• _PASSAGE GIVEN_:
※ ※ ※

I won't get into the details.

 

Anyways, I was quite looking forward to returning and spending some time with my family. My father, my brother and his wife, and my niece! I love that little girl to death. She says the most hilarious things and has no filter whatsoever.

 

So, in order to fully understand and appreciate this story, let me give you a bit of background information. My family is Native. We are very in-touch with our roots and history, as well as spiritual practices. It has pretty much always been this way.

 

Now then, imagine my shock when I return home, and my brother starts trying to convert me to Christianity! WTF?!

 

This is the same guy who hated all religions with a passions before I left. So what the hell happened inside of 3 weeks to convert him? And why to the extent that he is basically a fanatic now? I'm not even kidding. He went so far as to tell me all other religions are sacrilegious lies, created by blasphemers, and that they are all going to Hell for not having accepted Jesus and God into their lives.

 

*Facepalms*

 

Understand one thing here... I have no problem with ANY religion (except the Mormonism and Scientology, because lets face it, those guys are freaking bat-shit crazy) and I don't tell anyone how to live their lives, or how or who to worship. What I DO have a problem with, are religious fanatics and nut jobs who try and brow beat you into their way of thinking. There is a word for what that is... oh ya... CULT!

 

Well, guess what? I ain't drinking the koolaid, so back the hell off, shut the hell up, and go preach to someone who's equally unintelligent.

※ ※ ※

• _EXTRACTED INFORMATION_:
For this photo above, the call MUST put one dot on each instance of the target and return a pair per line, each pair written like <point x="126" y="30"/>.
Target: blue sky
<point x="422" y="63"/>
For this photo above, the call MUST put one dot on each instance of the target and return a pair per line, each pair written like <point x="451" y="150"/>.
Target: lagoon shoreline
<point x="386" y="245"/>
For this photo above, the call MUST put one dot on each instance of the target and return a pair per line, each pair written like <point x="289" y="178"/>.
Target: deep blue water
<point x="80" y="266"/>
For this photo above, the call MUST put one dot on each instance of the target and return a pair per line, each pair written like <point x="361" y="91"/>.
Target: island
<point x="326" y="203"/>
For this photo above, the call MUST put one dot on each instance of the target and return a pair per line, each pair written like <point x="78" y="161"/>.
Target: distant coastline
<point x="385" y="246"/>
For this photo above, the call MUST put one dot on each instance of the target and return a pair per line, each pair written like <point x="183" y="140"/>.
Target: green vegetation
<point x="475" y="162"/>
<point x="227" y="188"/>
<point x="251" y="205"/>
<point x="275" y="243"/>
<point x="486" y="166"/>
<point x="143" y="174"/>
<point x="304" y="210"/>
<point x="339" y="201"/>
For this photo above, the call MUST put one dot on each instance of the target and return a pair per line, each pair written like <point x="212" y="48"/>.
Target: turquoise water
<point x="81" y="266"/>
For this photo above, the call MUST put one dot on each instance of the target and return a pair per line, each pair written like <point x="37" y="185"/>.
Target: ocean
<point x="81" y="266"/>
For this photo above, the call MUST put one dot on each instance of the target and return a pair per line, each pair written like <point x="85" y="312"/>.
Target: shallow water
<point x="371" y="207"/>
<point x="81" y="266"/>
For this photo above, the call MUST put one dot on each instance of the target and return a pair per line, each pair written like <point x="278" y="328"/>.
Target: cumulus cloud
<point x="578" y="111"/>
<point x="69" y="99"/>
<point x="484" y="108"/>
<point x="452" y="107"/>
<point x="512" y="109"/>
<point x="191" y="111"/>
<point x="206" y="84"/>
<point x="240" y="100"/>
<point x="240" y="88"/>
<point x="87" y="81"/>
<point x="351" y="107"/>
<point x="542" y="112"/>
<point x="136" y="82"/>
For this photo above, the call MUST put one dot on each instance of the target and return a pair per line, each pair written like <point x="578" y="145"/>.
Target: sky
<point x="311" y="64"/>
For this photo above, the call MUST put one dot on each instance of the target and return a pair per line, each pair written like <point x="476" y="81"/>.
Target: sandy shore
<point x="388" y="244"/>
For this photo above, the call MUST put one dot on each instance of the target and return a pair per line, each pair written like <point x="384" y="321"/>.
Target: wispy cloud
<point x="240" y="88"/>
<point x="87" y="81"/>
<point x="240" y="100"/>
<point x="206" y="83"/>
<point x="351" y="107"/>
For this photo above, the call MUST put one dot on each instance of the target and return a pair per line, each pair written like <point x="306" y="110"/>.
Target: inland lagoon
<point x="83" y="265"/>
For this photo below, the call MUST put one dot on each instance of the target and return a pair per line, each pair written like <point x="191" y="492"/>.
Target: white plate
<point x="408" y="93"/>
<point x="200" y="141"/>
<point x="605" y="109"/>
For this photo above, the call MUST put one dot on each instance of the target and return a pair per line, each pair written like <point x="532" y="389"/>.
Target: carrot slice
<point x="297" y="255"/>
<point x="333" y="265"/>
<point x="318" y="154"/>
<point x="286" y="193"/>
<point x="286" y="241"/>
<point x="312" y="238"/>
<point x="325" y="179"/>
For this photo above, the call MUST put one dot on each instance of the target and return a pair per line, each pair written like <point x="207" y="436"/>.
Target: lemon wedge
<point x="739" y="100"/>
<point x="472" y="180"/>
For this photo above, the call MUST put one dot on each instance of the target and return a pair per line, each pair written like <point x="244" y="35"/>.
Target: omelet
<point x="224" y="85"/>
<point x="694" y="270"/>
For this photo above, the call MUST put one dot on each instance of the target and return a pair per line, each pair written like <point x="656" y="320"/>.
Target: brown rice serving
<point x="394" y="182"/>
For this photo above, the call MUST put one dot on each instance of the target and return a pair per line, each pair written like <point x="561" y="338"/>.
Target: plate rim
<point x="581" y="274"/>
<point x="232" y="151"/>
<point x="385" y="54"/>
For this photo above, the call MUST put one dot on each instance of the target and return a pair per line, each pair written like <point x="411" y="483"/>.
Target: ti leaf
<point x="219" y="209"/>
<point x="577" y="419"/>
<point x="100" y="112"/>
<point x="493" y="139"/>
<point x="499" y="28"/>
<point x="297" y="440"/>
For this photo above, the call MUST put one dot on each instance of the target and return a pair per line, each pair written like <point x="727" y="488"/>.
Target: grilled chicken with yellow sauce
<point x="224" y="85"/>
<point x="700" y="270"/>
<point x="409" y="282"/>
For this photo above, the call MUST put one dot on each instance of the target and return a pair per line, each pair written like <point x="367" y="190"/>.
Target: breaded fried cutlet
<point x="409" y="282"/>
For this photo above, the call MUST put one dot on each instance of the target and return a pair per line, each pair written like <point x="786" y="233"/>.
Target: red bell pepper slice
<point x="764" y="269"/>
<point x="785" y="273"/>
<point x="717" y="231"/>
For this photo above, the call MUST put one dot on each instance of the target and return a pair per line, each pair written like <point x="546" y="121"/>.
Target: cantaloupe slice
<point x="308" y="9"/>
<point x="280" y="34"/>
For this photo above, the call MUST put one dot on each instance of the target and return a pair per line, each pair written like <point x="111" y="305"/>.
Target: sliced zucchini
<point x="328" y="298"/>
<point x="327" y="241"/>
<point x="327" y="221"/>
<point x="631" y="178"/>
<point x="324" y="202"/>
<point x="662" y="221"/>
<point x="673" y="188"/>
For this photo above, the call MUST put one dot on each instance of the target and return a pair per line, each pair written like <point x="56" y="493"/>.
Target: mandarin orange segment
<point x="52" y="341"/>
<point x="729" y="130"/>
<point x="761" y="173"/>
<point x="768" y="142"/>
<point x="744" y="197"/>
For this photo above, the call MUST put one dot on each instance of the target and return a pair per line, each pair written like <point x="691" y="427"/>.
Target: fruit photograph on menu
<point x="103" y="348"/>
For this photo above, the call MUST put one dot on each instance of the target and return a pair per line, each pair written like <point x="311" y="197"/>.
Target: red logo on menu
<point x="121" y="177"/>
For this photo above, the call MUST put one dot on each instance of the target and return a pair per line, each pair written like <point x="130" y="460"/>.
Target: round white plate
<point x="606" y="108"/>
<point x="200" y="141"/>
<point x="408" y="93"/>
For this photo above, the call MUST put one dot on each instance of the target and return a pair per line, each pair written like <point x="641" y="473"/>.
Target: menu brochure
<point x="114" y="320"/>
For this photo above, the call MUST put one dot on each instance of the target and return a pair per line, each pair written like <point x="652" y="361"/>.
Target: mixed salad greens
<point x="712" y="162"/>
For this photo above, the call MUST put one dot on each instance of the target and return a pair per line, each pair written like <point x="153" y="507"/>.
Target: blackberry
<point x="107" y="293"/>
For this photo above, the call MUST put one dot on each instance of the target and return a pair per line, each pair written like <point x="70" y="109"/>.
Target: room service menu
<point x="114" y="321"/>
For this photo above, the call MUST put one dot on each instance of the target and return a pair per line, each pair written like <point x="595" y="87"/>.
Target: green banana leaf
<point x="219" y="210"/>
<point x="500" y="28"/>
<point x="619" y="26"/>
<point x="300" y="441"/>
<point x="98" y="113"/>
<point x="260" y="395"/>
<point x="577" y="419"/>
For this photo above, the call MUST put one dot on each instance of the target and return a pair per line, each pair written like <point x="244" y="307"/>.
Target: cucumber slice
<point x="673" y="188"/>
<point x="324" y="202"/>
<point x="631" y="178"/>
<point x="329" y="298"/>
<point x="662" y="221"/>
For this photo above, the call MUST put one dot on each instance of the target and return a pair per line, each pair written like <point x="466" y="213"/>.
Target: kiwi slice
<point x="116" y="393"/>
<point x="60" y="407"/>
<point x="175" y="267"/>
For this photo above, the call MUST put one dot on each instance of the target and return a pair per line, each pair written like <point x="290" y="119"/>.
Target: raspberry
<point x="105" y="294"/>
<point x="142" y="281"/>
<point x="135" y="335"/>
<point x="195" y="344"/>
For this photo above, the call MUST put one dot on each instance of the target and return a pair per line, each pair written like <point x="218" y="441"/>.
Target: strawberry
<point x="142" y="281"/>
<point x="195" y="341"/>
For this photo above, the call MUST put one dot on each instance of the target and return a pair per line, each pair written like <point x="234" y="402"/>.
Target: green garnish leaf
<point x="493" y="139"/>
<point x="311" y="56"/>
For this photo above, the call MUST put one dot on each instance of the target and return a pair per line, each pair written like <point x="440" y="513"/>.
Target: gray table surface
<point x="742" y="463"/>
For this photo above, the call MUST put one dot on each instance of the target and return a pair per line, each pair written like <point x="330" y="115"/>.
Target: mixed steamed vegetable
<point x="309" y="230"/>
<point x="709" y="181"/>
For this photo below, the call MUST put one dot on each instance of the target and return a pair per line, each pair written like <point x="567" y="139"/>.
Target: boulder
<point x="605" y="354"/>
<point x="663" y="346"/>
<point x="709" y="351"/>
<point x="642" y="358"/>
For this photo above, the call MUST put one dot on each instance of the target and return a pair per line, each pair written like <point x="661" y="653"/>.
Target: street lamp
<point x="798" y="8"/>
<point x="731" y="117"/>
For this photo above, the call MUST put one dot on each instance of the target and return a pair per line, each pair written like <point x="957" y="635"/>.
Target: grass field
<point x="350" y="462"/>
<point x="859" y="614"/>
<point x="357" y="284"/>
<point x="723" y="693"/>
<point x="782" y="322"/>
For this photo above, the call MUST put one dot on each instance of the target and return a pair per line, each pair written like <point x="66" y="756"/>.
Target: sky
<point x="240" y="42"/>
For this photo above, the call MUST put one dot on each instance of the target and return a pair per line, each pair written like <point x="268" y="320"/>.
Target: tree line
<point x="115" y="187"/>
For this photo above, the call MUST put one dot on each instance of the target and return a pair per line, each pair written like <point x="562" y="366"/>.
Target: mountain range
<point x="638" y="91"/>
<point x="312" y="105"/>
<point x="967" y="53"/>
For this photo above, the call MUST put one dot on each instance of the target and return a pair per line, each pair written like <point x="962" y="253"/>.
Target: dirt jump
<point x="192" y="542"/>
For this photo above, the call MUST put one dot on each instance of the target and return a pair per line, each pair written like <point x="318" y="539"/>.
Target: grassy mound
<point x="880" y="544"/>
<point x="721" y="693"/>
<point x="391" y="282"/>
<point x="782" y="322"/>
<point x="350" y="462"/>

※ ※ ※

• _BRIEF A_:
Answer these from the blog post above:
(i) Which family members does the writer say they were looking forward to spending time with?
(ii) According to the writer, what is the family very in touch with?
(iii) Which two religions does the writer leave out when saying they have no problem with any religion?
• _BRIEF B_: Supply what comes next in the blog post about the brother's sudden turn to Christianity, picking up right after its final sentence.

• _RESULT A_:
(i) Their father, their brother and his wife, and their niece.
(ii) Their roots and history, as well as spiritual practices.
(iii) Mormonism and Scientology.

• _RESULT B_:
Much to my horror, both my brother and his wife are now Christian fanatics. For the record, my brother was baptized as a Catholic at my mother's insistence when he was little. I escaped that fate thankfully. When I pointed this little fact out to him, he informed me it didn't count, because Catholicism "isn't a real religion". His exact words. It was at this point I actually slapped him upside the head. And continued to physically beat him. He told me to stop, so I told him to pray to his Christian God, who is supposedly so almighty, to make me stop, and that the second he showed up, I'd stop whooping his ass.

 

God never showed up.

 

Unfortunately for him. He's pretty bruised now.

 

So, part of what sparked this whole thing, was him telling me that he is going to enroll my niece in a Christian Private School as soon as possible. This pissed me off. He and I have had numerous conversations about why religious schools are a bad idea. They brainwash children into a single belief. We always said that when we had kids, we'd let them make their own choices when it came to religion. If they want to be Muslim, fine. Their call. I'll support them regardless. If they want to be a damn Jedai for all I care, I'll still support them 100%! But don't, for the love of all things good, FORCE your beliefs on your children.

 

This is the biggest contradiction in religion, ever. Free Will. Where is the free will when kids are forced to take up their parents beliefs? That's not free will. It's coercion.

 

Its this kind of thing that makes me furious. I was even called a HEATHEN by my own brother. A man who, until 4 weeks ago, had the same spiritual beliefs as myself. F%*king hypocrite... If he knew ANYTHING about his own new religion, he'd know better than to try and force it on other people.

 

Besides, me and God have an agreement. I don't bother him, and he doesn't bother me. It's held solid for the past 26 years and I see no reason to change it now.

 

Anyways, thats my rant for today.

 

The moral of the story folks, don't be a fanatic. If you've found God, or been saved, or any other name for it, than good for you. Leave it at that. Don't try and convert everyone else to your way of thinking. Religion isn't supposed to be about conformity and tyrannical dictation of your life. It's supposed to be about making you a better person, more kind of heart and generous towards your fellow man.

 

I got that without religion. It was called having an awesome father who raised me with good values, and I'll be damned long before I let ANY God or deity take the credit for that.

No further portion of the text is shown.